» What needs to be done
Repeat the data below exactly. Include each line.

» Material supplied
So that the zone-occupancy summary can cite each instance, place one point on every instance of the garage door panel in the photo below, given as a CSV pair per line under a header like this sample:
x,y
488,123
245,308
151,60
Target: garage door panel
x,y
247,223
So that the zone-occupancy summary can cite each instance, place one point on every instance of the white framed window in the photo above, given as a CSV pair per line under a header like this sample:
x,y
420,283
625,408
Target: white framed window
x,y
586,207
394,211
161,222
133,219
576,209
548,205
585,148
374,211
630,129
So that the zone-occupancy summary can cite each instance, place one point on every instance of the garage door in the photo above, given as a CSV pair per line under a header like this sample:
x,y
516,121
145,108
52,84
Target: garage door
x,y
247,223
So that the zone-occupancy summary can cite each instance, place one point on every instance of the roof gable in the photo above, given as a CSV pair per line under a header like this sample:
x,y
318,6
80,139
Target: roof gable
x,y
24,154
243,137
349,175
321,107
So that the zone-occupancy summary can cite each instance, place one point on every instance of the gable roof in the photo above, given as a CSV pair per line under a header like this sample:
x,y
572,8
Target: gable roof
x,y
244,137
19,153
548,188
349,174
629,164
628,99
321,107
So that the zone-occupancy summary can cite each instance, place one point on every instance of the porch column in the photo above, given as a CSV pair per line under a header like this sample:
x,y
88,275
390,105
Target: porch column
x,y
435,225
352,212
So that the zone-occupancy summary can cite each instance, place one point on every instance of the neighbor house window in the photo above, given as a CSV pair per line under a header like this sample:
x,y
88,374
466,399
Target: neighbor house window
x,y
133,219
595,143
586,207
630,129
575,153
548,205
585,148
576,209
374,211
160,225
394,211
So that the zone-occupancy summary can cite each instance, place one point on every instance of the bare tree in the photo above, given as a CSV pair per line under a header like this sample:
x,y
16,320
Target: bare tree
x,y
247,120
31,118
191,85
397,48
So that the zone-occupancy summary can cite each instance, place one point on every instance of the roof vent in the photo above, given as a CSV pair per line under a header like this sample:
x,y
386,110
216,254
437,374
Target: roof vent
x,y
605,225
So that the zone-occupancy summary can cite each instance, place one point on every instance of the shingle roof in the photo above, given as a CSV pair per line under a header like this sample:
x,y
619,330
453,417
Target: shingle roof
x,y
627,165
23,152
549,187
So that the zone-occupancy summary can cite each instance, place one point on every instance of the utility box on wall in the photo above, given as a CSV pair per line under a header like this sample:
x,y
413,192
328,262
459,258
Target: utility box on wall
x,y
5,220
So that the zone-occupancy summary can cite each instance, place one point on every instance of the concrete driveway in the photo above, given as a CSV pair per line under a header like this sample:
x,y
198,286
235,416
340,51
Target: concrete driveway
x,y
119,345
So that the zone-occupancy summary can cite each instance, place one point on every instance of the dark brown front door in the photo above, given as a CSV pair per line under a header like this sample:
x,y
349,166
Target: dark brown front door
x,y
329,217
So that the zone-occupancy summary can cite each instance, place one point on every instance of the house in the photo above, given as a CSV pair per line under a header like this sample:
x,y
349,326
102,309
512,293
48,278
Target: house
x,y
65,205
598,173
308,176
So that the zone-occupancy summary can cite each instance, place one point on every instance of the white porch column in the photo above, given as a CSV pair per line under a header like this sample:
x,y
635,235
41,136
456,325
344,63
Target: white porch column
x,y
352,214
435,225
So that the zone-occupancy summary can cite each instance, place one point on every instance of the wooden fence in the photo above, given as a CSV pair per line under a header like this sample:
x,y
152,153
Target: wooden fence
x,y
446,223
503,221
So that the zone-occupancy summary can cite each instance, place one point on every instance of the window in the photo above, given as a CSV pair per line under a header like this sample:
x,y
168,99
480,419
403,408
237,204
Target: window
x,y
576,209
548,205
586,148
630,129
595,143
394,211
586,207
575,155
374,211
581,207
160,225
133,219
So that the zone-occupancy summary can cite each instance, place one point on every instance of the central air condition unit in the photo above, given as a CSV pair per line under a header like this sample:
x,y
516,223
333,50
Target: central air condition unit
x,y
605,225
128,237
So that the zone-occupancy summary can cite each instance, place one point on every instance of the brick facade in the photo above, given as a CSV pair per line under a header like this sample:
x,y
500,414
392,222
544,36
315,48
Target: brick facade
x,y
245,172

» Answer box
So that the zone-occupancy summary can cite each instance, place one point on every instance of the garage door panel in the photo below, given as a CSV pair per line under a header like this sample:
x,y
488,123
245,308
151,60
Target: garage door panel
x,y
247,223
So that the zone-occupancy summary can cite each instance, place one point on every instance of the white framed window in the photo above, given as a CSV pair per line under a header like this sample:
x,y
420,283
625,408
Target: white framed window
x,y
586,207
394,211
161,222
133,219
576,209
548,205
585,148
374,211
630,129
So that the zone-occupancy summary can cite each instance, place one point on every instance of the garage door in the photo above, given as a CSV pair per line under a header like this sample:
x,y
516,121
145,108
52,84
Target: garage door
x,y
247,223
So that the zone-occupancy summary can cite each instance, place one point on every instance of the roof gable in the photo above, given as a CSV pair per line under a header like this sample:
x,y
318,6
80,139
Target: roof gable
x,y
24,154
243,137
349,175
321,107
So that the zone-occupancy summary can cite each instance, place one point on every instance of the gable roof in the photo above, given as a CSV pair per line under a header like this sample:
x,y
572,8
Target: gable roof
x,y
244,137
19,153
548,188
349,174
629,164
628,99
321,107
So that the zone-occupancy summary can cite each instance, place one point on every instance of the porch column in the photo above, given as a CSV pair per line under a header like this sample:
x,y
88,275
390,105
Target: porch column
x,y
435,225
352,212
So that the zone-occupancy summary can cite each instance, place one point on every instance of the neighbor house window in the photo above, given as a CSV pair per line under a header like this sample:
x,y
88,374
466,399
Target: neighbor house window
x,y
133,219
595,143
586,207
630,129
575,153
548,205
585,148
576,209
374,211
160,225
394,211
So that the zone-occupancy summary can cite each instance, place one point on every instance of the bare tree in the photo above, given as a CSV pair per line under a header like this sample:
x,y
16,320
Target: bare tree
x,y
247,120
31,118
191,85
397,48
So that the zone-occupancy summary can cite each instance, place one point on every instance of the roof vent in the photo above, given as a CSV pair per line under a header like this sample:
x,y
386,110
216,254
437,374
Target: roof vent
x,y
605,225
So that the zone-occupancy summary can cite each instance, place one point on every instance of the shingle roof in the photo above, given as a CSV pair per line under a header like this sample:
x,y
619,330
453,417
Target: shingle roof
x,y
627,165
23,152
549,187
So that the zone-occupancy summary can cite each instance, place one point on every instance of the utility box on wall in the photo above, given as a CSV pair per line under a header like this sample:
x,y
413,192
328,262
459,258
Target: utility box on wall
x,y
5,220
So that the zone-occupancy summary can cite each instance, place one point on every instance of the concrete driveway in the photo above, given as a CSV pair per line under a header like this sample:
x,y
198,286
235,416
340,51
Target: concrete driveway
x,y
119,345
So that the zone-occupancy summary can cite each instance, place one point on every instance of the dark brown front door in the photo above, given as a CSV pair per line under a header like this sample:
x,y
349,166
Target: dark brown front door
x,y
329,217
So that the zone-occupancy summary can cite each instance, place one point on every instance of the house in the photo above, given as a CSV pair per line under a header like this sample:
x,y
349,326
102,309
512,293
48,278
Target: house
x,y
65,205
598,173
308,176
So that the zone-occupancy summary can cite each instance, place one point on every instance of the white porch column in the photo above, given as a CSV pair per line under a header like this sample:
x,y
635,235
41,136
456,325
344,63
Target: white porch column
x,y
352,214
435,225
So that the zone-occupancy summary can cite each instance, place one point on every instance of the wooden fence in the photo above, given as a CSV pair per line under a header like this sample:
x,y
152,153
Target: wooden fence
x,y
446,223
503,221
So that the zone-occupancy summary can cite each instance, place one point on every instance of the window in the photo above, given as a CSV pair per line under a header like this sample:
x,y
168,99
480,419
403,408
237,204
Target: window
x,y
576,209
548,205
586,148
630,129
595,143
394,211
586,207
575,155
374,211
581,207
160,225
133,219
So that the zone-occupancy summary can cite each instance, place one point on every instance of the central air condition unit in the photo above, given as a CSV pair per line under a header like this sample:
x,y
516,223
333,50
Target: central air condition unit
x,y
605,225
128,237
So that the zone-occupancy summary can cite each instance, place one point on every instance of the brick facade in the photo above, given as a CSV pair per line under a header like this sample:
x,y
500,414
392,222
544,36
315,48
Target: brick facade
x,y
245,172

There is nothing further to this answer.